━━━━━ EXCERPT PROVIDED

The issue has a long, contentious history – from the early days of the site selection process through President George W. Bush's decision in 2002 to sign a joint resolution of Congress picking Yucca Mountain as the location for storing high-level radioactive waste.
The tide turned with President Obama's election.
After Mr. Obama took office in 2009, he slashed funds for the program and appointed a commission to revisit the issue of storing highly radioactive spent fuel. One of his key allies in Congress has been Senate Majority Leader Harry Reid (D) of Nevada, who has long opposed the project in his home state. Funding prospects for Yucca Mountain, especially in the Democrat-controlled Senate, continue to appear bleak, at best.
But the Energy Department filed its license application for Yucca Mountain in 2008. That started the play clock ticking on a 2011 deadline for completing the review process and giving the application a thumbs up or thumbs down. The three-year time frame was established by Congress under amendments to the Nuclear Waste Policy Act of 1982.
The act establishes the federal government's responsibility to site and build a nuclear waste repository. Nuclear utilities were responsible for paying disposal costs. The nuclear industry estimates that utilities, and ultimately rate-payers, have contributed $35 billion to the nuclear waste fund since then, with no return on the investment.
The NRC failed to meet the 2011 deadline and, in essence, shelved any additional work on the application, citing the powerful political opposition to the repository, as well as Congress's unwillingness to continue funding it. The NRC has about $11 million left in the pot of money Congress appropriated in fiscal 2011 to perform the review.
The NRC's five commissioners may have concluded that they were caught between a statutory rock and a political and fiscal hard place, but the inability to make a decision within the three-year period was self-imposed, according to Rob Thormeyer, spokesman for the NASUC.
Early in 2010, the Energy Department tried to withdraw its application, without providing any scientific or technical reasons for doing so, Mr. Thormeyer says. The request "was just a couple of pages saying it was no longer viable."
The NRC's staff denied the request, citing the DOE's lack of a technical rationale for pulling the application and the law's requirement that the NRC complete its review.

━━━━━━━━━━
━━━━━ EXTRACTED MATERIAL

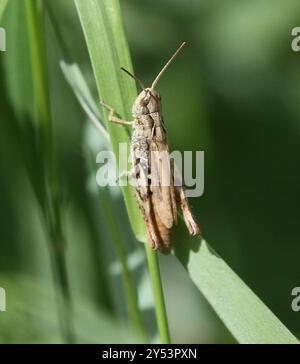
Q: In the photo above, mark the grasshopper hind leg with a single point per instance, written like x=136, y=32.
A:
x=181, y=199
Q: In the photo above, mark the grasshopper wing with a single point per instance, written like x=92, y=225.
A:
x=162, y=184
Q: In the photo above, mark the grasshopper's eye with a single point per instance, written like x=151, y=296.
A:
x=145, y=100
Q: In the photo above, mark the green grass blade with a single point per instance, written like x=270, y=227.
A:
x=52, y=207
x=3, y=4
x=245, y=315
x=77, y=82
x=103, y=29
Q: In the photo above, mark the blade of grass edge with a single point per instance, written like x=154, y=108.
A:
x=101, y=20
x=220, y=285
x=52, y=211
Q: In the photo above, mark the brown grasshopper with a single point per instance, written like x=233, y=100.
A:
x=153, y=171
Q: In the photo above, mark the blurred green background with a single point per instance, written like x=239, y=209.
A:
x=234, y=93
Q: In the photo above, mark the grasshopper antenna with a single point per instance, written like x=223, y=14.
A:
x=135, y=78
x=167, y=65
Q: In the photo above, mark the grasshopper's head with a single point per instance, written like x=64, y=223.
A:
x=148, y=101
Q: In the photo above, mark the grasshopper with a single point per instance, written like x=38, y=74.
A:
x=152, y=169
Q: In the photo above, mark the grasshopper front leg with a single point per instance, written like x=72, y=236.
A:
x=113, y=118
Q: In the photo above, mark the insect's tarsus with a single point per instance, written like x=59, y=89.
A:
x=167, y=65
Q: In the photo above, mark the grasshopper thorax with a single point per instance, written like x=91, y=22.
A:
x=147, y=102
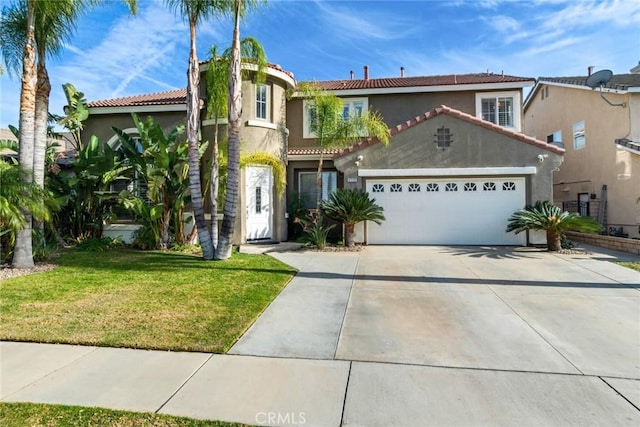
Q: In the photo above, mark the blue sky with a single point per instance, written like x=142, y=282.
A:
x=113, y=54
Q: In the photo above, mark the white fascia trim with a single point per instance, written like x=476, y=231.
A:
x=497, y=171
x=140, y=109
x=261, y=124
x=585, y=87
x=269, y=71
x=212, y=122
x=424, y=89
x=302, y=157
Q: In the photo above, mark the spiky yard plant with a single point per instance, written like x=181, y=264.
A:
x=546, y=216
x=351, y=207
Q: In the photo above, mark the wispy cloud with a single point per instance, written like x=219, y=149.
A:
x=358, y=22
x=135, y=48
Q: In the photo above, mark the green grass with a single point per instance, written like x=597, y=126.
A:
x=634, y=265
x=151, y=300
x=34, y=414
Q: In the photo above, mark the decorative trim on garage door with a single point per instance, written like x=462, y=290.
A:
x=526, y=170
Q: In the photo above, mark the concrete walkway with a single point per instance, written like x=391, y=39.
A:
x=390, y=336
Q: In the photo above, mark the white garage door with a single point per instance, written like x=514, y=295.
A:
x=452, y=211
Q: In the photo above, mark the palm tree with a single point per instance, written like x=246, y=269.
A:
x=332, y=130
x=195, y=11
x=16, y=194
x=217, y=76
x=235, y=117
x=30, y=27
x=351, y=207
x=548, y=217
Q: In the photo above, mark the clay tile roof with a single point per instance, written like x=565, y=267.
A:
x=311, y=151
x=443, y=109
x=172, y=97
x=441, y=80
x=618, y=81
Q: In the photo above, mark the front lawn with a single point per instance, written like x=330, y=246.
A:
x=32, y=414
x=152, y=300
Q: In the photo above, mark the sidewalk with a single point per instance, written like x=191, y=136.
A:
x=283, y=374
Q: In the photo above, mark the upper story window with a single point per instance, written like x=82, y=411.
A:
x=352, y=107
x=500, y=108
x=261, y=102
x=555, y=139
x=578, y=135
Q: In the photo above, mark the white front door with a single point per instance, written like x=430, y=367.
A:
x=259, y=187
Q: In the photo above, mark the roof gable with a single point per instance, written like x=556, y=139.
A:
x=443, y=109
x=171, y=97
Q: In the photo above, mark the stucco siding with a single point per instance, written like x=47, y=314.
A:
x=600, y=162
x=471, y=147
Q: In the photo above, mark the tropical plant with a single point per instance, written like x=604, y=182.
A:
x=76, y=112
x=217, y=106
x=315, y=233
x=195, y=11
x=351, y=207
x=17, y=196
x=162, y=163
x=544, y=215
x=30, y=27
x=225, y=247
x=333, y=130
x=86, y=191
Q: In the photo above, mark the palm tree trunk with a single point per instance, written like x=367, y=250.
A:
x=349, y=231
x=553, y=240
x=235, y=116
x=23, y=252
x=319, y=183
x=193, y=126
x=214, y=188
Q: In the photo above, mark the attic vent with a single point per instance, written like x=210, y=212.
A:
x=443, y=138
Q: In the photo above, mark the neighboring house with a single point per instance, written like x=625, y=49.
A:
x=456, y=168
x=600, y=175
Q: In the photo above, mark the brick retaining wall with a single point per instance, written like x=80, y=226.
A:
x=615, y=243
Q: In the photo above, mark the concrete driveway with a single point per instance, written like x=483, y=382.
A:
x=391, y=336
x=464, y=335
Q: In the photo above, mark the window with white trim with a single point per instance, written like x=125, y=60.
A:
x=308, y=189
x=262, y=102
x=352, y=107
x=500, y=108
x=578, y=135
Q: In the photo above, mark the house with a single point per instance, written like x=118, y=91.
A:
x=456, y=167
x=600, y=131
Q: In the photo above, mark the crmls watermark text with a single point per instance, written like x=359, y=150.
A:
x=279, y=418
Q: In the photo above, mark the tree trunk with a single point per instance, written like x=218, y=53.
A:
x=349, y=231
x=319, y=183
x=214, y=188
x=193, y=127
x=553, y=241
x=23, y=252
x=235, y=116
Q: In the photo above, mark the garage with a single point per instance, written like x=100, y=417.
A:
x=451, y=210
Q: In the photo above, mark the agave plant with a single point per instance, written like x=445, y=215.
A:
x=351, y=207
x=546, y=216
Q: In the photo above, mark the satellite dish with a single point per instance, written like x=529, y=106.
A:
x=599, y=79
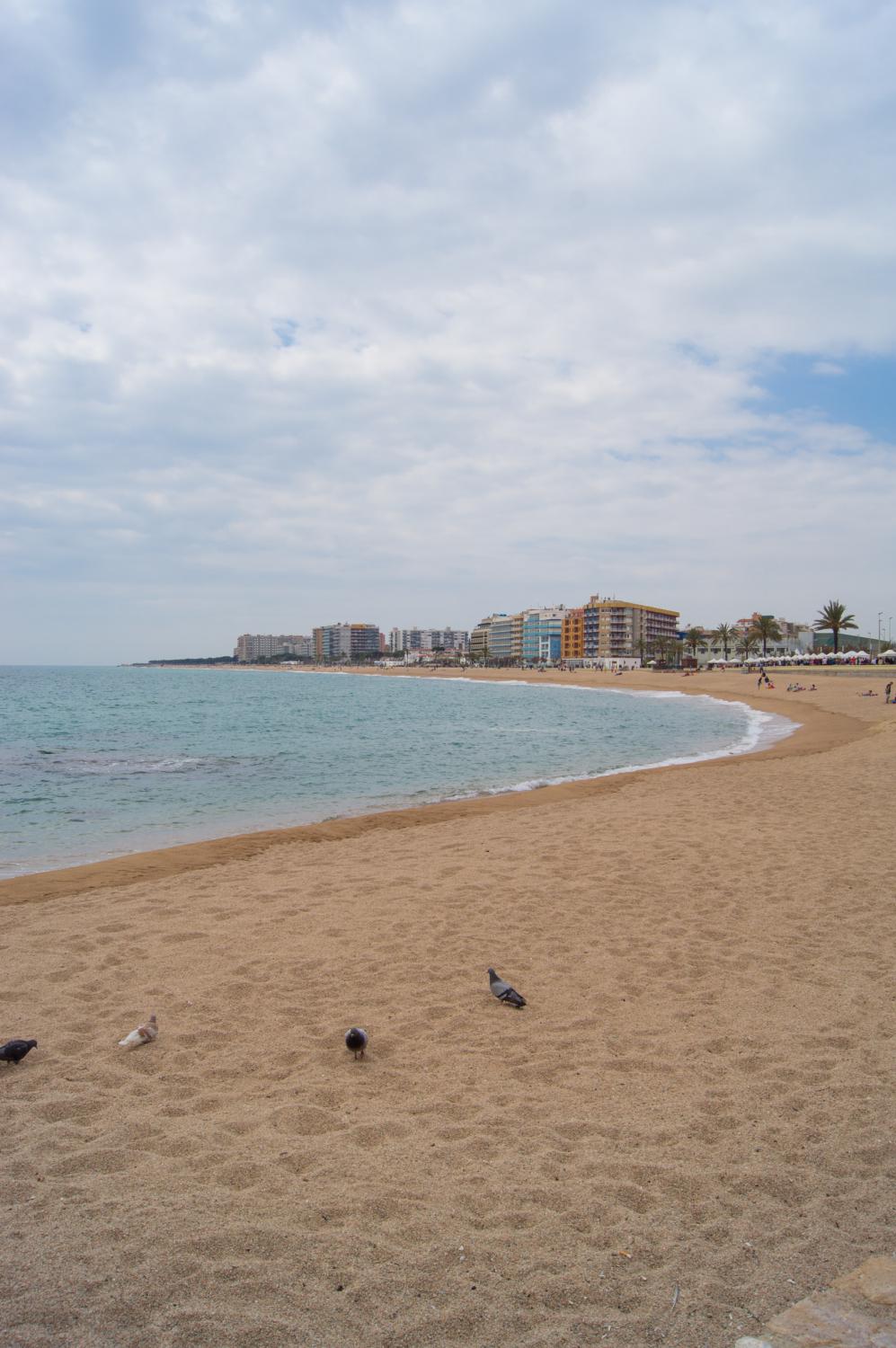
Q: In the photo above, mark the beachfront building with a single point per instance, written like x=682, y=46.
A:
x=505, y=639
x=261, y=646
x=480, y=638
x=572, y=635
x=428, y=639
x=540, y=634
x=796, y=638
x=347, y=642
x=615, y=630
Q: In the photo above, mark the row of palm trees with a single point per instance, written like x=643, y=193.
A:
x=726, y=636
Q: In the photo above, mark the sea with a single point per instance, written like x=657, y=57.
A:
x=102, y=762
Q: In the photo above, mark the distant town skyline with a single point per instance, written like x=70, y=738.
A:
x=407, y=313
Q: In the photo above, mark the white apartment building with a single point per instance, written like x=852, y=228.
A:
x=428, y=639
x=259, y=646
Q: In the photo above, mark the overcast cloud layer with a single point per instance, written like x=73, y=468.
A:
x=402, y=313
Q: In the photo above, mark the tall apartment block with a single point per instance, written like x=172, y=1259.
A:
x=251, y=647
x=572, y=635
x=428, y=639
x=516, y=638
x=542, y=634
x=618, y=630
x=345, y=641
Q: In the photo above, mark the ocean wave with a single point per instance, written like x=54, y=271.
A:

━━━━━━━━━━
━━━━━ EXTRACTED MATERIAL

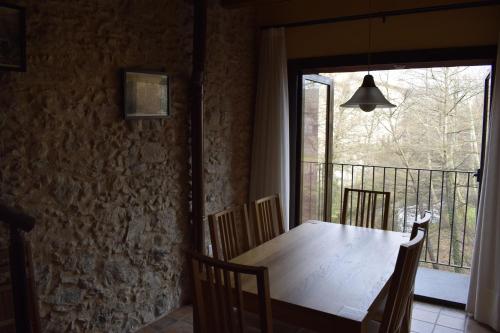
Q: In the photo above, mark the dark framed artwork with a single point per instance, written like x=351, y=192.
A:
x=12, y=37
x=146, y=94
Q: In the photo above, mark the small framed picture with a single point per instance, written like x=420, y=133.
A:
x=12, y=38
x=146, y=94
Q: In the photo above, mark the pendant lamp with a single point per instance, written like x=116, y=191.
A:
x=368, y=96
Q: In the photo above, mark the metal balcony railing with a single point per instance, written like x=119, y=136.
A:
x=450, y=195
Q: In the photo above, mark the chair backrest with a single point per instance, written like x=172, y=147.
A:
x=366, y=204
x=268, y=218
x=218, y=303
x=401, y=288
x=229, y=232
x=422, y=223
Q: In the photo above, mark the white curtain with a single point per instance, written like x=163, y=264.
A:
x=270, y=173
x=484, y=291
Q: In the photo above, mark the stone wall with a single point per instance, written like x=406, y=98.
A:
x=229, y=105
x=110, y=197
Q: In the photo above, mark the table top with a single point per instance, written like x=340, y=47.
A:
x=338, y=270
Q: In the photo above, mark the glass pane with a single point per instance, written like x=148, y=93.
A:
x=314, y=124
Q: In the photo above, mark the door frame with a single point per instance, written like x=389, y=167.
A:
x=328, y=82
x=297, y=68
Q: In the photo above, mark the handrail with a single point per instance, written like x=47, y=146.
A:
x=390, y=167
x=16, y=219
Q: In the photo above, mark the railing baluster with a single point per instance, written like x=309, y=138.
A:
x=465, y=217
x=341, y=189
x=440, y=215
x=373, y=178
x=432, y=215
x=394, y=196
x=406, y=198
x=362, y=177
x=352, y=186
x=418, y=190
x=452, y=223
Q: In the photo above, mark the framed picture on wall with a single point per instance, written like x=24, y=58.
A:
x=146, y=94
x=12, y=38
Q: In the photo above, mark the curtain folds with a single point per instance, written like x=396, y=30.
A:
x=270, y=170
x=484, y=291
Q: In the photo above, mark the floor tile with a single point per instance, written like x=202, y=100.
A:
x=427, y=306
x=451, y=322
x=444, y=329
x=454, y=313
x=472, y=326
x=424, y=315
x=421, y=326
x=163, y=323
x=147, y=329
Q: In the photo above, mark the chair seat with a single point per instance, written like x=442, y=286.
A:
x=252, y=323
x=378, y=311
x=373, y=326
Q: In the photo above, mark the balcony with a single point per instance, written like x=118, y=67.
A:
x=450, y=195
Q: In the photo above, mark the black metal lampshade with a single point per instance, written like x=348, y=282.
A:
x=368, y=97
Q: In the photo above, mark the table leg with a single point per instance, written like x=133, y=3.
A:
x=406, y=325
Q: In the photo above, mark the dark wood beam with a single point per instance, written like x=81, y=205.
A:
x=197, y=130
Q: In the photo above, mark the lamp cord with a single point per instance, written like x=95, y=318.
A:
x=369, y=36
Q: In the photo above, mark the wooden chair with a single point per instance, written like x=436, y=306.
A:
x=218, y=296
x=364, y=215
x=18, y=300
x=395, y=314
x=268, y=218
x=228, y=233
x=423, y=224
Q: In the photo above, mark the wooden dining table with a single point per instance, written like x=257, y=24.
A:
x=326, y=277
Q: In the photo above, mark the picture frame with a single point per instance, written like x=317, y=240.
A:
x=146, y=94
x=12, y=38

━━━━━━━━━━

Reproduce verbatim the portion of the Yucca Mountain excerpt from "The NRC failed" to "perform the review.".

◆ REPLY ◆
The NRC failed to meet the 2011 deadline and, in essence, shelved any additional work on the application, citing the powerful political opposition to the repository, as well as Congress's unwillingness to continue funding it. The NRC has about $11 million left in the pot of money Congress appropriated in fiscal 2011 to perform the review.